Data below:

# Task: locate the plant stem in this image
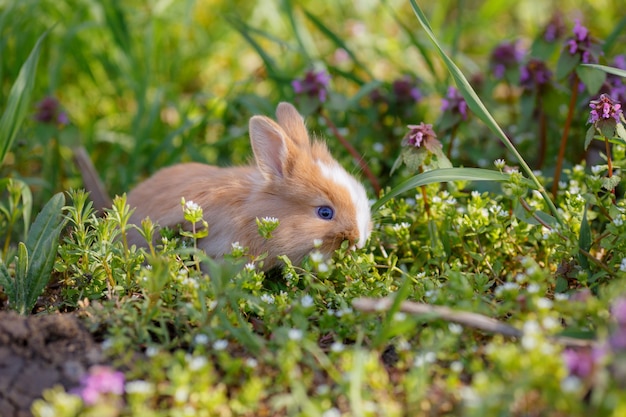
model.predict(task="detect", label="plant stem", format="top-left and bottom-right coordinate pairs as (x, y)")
top-left (604, 137), bottom-right (613, 178)
top-left (551, 75), bottom-right (579, 197)
top-left (321, 110), bottom-right (382, 196)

End of Data.

* [Assignment]: Would you return, unchanged, the lines from the one containing "and bottom-right coordinate" through the end of the entries?

* [Response to the task]:
model.predict(task="detect", label="plant stem", format="top-left and bottom-right coordinate pairs as (x, y)")
top-left (604, 137), bottom-right (613, 178)
top-left (551, 75), bottom-right (579, 197)
top-left (321, 110), bottom-right (382, 196)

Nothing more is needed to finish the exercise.